● Excerpted text
== == ==

Thereafter, the holder may look only to us for such payment.

No protection in the event of a change of control

Unless otherwise indicated in a prospectus supplement with respect to a particular series of debt securities, the debt securities will not contain any provisions that may afford holders of the debt securities protection in the event we have a change in control or in the event of a highly leveraged transaction, whether or not such transaction results in a change in control.

Covenants

Unless otherwise indicated in a prospectus supplement, the debt securities will not contain any financial or restrictive covenants.

Consolidation, merger and sale of assets

Unless we indicate otherwise in a prospectus supplement, we may not consolidate with or merge into any other entity, in a transaction in which we are not the surviving corporation, or convey, transfer or lease our properties and assets substantially as an entirety to, any entity, unless:

  • the successor entity, if any, is a U.S. corporation, limited liability company, partnership or trust;
  • the successor entity assumes our obligations on the debt securities and under the indentures;
  • immediately after giving effect to the transaction, no default or event of default shall have occurred and be continuing; and
  • certain other conditions are met.

Events of default

Unless we indicate otherwise in a prospectus supplement, the following will be events of default for any series of debt securities under the indentures:

    1. we fail to pay principal of or any premium on any debt security of that series when due;
    2. we fail to pay any interest on any debt security of that series for 30 days after it becomes due;
    3. we fail to deposit any sinking fund payment when due;
    4. we fail to perform any other covenant in the indenture and such failure continues for 90 days after we are given the notice required in the indentures; and
    5. certain events including our bankruptcy, insolvency or reorganization.

Additional or different events of default applicable to a series of debt securities may be described in a prospectus supplement. An event of default of one series of debt securities is not necessarily an event of default for any other series of debt securities.

The trustee may withhold notice to the holders of any default, except defaults in the payment of principal, premium, if any, interest, any sinking fund installment on, or with respect to any conversion right of, the debt securities of such series. However, the trustee must consider it to be in the interest of the holders of the debt securities of such series to withhold this notice.

Unless we indicate otherwise in a prospectus supplement, if an event of default, other than an event of default described in clause (5) above, shall occur and be continuing with respect to any series of debt securities, either the trustee or the holders of at least a 25 percent in aggregate principal amount of the outstanding securities of that series may declare the principal amount and premium, if any, of the debt securities of that series, or if any debt securities of that series are original issue discount securities, such other amount as may be specified in the applicable prospectus supplement, in each case together with accrued and unpaid interest, if any, thereon, to be due and payable immediately.

If an event of default described in clause (5) above shall occur, the principal amount and premium, if any, of all the debt securities of that series, or if any debt securities of that series are original issue discount securities, such other amount as may be specified in the applicable prospectus supplement, in each case together with accrued and unpaid interest, if any, thereon, will automatically become immediately due and payable. Any payment by us on the subordinated debt securities following any such acceleration will be subject to the subordination provisions described below under "Subordinated debt securities."

After acceleration the holders of a majority in aggregate principal amount of the outstanding securities of that series may, under certain circumstances, rescind and annul such acceleration if all events of default, other than the non-payment of accelerated principal, or other specified amounts or interest, have been cured or waived.

== == ==

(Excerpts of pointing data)
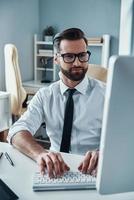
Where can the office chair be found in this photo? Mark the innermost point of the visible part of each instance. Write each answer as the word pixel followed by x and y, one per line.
pixel 13 79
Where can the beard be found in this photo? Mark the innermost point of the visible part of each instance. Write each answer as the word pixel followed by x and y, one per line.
pixel 75 73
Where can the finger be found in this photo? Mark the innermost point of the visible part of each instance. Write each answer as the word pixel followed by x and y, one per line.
pixel 94 172
pixel 49 165
pixel 80 166
pixel 42 165
pixel 86 162
pixel 93 162
pixel 56 164
pixel 63 166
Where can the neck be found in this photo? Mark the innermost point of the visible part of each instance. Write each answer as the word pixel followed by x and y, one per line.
pixel 68 82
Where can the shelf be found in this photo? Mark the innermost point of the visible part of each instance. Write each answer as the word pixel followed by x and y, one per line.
pixel 43 42
pixel 43 55
pixel 44 69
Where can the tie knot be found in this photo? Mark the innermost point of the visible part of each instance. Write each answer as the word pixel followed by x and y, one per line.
pixel 71 91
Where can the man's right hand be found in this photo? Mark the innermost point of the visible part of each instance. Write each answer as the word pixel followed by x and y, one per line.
pixel 52 163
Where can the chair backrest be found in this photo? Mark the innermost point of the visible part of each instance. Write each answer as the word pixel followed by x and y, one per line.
pixel 97 72
pixel 13 79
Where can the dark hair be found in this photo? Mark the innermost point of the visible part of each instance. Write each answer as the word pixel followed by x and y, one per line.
pixel 69 34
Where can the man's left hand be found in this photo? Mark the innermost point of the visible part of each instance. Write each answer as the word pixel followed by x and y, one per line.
pixel 90 163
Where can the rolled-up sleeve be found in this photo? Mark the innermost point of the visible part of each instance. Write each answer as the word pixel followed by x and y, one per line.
pixel 31 119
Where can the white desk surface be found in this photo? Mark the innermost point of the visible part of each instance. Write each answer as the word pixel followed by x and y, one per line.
pixel 19 179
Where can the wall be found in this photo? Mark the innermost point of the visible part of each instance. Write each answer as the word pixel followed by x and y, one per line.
pixel 133 32
pixel 95 17
pixel 19 20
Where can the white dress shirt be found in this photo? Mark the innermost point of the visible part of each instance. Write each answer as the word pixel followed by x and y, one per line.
pixel 48 106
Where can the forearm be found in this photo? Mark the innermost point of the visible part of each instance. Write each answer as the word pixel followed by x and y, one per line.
pixel 26 144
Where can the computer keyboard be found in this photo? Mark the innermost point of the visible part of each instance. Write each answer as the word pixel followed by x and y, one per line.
pixel 69 181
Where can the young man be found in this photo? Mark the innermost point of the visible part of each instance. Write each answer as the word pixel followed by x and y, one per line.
pixel 83 120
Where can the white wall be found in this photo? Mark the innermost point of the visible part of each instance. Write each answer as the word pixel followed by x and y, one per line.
pixel 19 20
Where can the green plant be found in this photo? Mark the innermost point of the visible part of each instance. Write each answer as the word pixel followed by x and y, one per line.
pixel 49 31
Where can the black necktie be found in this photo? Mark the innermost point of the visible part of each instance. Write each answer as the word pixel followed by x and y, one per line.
pixel 68 120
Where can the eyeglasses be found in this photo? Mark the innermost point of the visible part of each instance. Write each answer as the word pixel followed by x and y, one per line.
pixel 70 57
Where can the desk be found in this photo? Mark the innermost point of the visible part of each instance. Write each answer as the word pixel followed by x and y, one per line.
pixel 19 178
pixel 33 86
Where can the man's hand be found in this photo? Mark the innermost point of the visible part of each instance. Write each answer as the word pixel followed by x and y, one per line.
pixel 90 162
pixel 52 163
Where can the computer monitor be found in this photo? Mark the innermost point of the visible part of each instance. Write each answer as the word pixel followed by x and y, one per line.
pixel 116 161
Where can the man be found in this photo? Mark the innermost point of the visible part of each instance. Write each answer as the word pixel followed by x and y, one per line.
pixel 48 106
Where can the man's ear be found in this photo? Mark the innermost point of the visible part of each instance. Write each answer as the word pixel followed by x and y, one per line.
pixel 56 59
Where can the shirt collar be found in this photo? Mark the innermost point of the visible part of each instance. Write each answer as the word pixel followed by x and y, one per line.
pixel 81 87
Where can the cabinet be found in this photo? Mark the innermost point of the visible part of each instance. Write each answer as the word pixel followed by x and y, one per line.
pixel 43 60
pixel 46 71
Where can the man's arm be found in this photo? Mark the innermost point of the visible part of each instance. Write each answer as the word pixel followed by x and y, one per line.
pixel 52 162
pixel 89 164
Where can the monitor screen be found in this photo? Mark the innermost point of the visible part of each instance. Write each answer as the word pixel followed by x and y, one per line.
pixel 116 163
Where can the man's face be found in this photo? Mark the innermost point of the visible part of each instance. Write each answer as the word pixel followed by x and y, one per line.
pixel 76 70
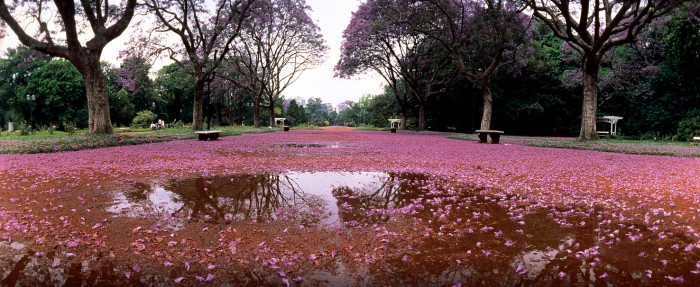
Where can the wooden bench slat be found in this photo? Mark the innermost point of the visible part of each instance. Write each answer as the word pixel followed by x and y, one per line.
pixel 208 135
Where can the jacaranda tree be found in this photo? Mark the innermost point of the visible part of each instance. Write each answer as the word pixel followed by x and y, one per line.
pixel 380 37
pixel 480 36
pixel 278 43
pixel 377 39
pixel 204 34
pixel 593 28
pixel 58 29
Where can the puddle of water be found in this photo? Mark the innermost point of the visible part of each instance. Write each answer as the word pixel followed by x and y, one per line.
pixel 327 198
pixel 406 230
pixel 307 145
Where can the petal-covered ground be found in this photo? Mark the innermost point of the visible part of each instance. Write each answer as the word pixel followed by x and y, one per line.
pixel 444 212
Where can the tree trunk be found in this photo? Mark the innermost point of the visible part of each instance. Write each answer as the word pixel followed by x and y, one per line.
pixel 256 112
pixel 404 119
pixel 421 116
pixel 271 109
pixel 197 106
pixel 98 101
pixel 488 106
pixel 590 99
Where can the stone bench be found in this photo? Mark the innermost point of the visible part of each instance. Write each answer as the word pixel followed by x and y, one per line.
pixel 208 135
pixel 493 134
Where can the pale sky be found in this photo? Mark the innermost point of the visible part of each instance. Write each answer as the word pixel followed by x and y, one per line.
pixel 332 16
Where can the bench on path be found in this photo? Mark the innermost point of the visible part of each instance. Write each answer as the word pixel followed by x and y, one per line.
pixel 208 135
pixel 493 134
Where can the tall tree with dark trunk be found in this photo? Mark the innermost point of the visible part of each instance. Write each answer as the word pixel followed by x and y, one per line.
pixel 204 36
pixel 377 39
pixel 592 28
pixel 278 44
pixel 105 22
pixel 480 36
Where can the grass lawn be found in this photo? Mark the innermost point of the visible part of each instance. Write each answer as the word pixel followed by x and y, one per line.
pixel 44 142
pixel 646 147
pixel 340 207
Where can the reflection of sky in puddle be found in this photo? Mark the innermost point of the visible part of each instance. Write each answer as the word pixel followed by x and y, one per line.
pixel 309 197
pixel 401 230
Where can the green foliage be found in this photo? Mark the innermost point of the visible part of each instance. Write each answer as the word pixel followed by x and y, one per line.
pixel 122 109
pixel 689 126
pixel 23 129
pixel 59 89
pixel 143 119
pixel 295 114
pixel 176 91
pixel 69 127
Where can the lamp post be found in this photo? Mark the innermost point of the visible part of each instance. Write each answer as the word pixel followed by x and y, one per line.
pixel 30 100
pixel 208 103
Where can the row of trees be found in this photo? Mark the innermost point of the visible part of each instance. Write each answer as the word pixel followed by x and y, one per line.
pixel 408 43
pixel 429 52
pixel 56 93
pixel 263 44
pixel 652 83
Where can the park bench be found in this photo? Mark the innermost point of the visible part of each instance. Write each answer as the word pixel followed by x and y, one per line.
pixel 208 135
pixel 493 134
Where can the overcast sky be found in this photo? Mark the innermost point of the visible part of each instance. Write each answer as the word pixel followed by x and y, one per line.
pixel 332 17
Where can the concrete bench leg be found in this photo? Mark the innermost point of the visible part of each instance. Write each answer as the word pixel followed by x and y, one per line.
pixel 495 138
pixel 482 137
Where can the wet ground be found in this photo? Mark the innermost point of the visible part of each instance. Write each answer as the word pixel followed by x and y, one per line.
pixel 334 225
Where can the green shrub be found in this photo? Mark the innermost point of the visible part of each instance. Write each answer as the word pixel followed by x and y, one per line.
pixel 689 126
pixel 23 129
pixel 69 127
pixel 143 119
pixel 179 124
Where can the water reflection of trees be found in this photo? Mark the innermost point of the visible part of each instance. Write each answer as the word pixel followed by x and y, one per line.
pixel 260 197
pixel 366 204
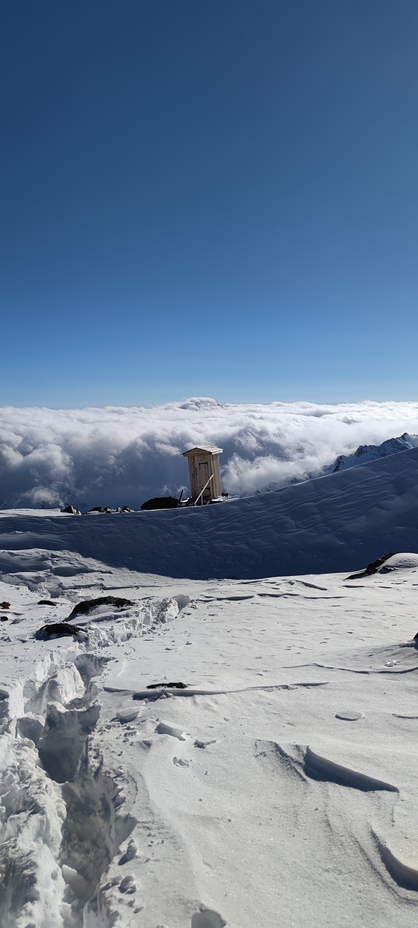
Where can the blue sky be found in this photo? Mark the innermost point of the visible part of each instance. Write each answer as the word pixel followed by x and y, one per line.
pixel 208 198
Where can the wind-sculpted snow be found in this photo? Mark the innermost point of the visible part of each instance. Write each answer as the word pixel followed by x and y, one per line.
pixel 278 784
pixel 117 456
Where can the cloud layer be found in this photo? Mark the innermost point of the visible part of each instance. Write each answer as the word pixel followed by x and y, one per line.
pixel 116 455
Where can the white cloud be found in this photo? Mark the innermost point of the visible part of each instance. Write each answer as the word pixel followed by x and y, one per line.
pixel 116 455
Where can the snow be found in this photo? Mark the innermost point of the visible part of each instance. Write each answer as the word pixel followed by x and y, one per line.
pixel 279 785
pixel 123 456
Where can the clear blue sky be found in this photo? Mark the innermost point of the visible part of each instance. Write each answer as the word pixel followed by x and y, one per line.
pixel 208 198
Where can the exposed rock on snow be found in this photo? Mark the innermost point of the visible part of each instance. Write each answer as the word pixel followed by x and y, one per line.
pixel 126 802
pixel 58 629
pixel 118 602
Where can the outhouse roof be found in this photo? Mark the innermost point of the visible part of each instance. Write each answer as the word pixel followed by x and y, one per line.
pixel 206 449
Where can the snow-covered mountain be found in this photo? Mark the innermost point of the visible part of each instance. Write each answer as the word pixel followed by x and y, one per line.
pixel 200 753
pixel 364 454
pixel 124 456
pixel 337 522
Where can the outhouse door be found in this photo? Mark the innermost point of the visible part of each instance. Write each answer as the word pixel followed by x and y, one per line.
pixel 204 475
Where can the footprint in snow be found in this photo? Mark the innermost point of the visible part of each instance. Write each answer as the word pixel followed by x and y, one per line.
pixel 164 729
pixel 179 762
pixel 127 885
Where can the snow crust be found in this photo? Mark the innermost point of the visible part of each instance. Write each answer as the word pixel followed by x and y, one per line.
pixel 278 785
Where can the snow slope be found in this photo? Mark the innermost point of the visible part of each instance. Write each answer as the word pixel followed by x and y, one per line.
pixel 123 456
pixel 279 787
pixel 338 522
pixel 278 784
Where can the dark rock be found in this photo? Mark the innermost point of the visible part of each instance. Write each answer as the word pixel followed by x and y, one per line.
pixel 86 605
pixel 161 502
pixel 371 568
pixel 168 686
pixel 58 629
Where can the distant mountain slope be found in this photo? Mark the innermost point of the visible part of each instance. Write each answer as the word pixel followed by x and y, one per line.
pixel 339 522
pixel 366 453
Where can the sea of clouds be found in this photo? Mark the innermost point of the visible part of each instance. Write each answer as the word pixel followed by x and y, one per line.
pixel 119 456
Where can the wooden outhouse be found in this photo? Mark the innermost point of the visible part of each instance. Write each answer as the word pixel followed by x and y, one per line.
pixel 204 473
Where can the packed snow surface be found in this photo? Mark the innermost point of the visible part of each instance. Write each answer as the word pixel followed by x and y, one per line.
pixel 338 522
pixel 206 752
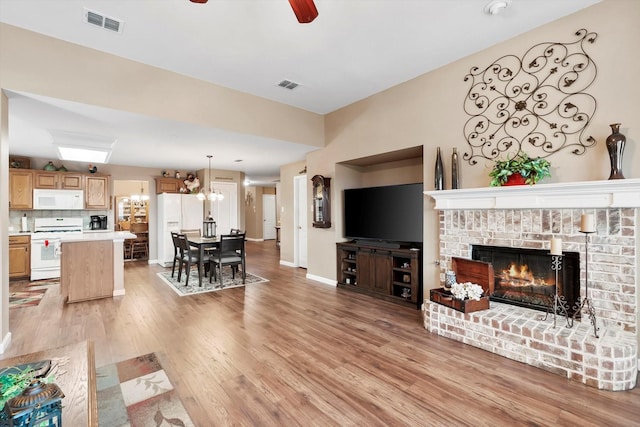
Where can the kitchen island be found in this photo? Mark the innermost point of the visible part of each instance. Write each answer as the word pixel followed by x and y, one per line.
pixel 92 265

== == ==

● Exercise task 1
Using the excerpt on debt securities, list each event of default that applies to any series unless a prospectus supplement indicates otherwise.
● Exercise task 2
From the excerpt on debt securities, quote word for word the stretch from "Thereafter, the holder" through "change in control.".

● Exercise solution 1
1. Failure to pay principal of or any premium on any debt security of that series when due.
2. Failure to pay any interest on any debt security of that series for 30 days after it becomes due.
3. Failure to deposit any sinking fund payment when due.
4. Failure to perform any other covenant in the indenture, where the failure continues for 90 days after the required notice is given.
5. Certain events including bankruptcy, insolvency or reorganization.

● Exercise solution 2
Thereafter, the holder may look only to us for such payment.

No protection in the event of a change of control

Unless otherwise indicated in a prospectus supplement with respect to a particular series of debt securities, the debt securities will not contain any provisions that may afford holders of the debt securities protection in the event we have a change in control or in the event of a highly leveraged transaction, whether or not such transaction results in a change in control.